start SELECTED EXTRACT
And Joab said to Amasa, Art thou in health, my brother? And Joab took Amasa by the beard with the right hand to kiss him.  But Amasa took no heed to the sword that was in Joab's left hand: so he smote him therewith in the fifth rib, and shed out his bowels to the ground, and struck him not again; and he died.
---
As for the unexpected left-handed thrust, in Judg. iii 21-22, Ehud’s
reaching with his left hand to draw the sword from his right to plunge
it into the king’s belly is clearly and vividly described. That Joab also
used an unexpected left-handed thrust to dispose of his victim is, however,
often overlooked. Here, although the text never explicitly states
that Joab used his left hand to kill Amasa, it is nonetheless a logical
conclusion given the way the assassination is described. For in 2 Sam.
xx 8, it is first reported that Joab’s sword accidentally fell out from
its sheath. Then, presumably to divert Amasa’s attention from the
fallen sword, Joab is said in 2 Sam. xx 9 to grasp Amasa by the beard
with his right hand to give him a kiss. The author then shows
Joab surprising Amasa with his sword plunged into his belly in 2 Sam.
xx 10, presumably even while the deceitful kiss was still in progress.
end SELECTED EXTRACT
start GIVEN INFORMATION
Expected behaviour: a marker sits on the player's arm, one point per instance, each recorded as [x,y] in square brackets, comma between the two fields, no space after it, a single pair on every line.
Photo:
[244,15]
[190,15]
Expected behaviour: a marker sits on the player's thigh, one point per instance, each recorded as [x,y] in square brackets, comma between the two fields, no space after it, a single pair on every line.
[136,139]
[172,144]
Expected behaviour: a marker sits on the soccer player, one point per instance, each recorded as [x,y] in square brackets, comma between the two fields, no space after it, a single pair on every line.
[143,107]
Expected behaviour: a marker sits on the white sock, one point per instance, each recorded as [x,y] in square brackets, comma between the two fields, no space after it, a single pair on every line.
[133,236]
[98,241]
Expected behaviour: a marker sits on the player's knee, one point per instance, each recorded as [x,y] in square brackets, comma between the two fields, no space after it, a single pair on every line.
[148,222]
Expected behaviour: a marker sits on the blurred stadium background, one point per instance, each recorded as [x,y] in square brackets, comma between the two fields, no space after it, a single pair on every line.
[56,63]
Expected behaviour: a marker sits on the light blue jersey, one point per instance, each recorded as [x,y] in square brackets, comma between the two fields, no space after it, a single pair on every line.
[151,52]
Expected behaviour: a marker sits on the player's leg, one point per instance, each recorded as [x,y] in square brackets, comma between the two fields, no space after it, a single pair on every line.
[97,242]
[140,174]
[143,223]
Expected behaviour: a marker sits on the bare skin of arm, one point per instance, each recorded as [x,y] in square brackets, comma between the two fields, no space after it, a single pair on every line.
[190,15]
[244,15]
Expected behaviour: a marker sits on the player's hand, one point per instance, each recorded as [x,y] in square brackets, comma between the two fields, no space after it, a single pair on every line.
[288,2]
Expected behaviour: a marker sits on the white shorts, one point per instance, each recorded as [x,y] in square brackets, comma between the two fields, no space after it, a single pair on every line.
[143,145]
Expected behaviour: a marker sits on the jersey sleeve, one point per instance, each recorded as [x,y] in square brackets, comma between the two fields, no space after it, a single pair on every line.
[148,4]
end GIVEN INFORMATION
**SHORT EXERCISE:**
Please copy the passage on Joab's killing of Amasa from "xx 8, it is" up to and including "still in progress.".

**WRITTEN SOLUTION:**
xx 8, it is first reported that Joab’s sword accidentally fell out from
its sheath. Then, presumably to divert Amasa’s attention from the
fallen sword, Joab is said in 2 Sam. xx 9 to grasp Amasa by the beard
with his right hand to give him a kiss. The author then shows
Joab surprising Amasa with his sword plunged into his belly in 2 Sam.
xx 10, presumably even while the deceitful kiss was still in progress.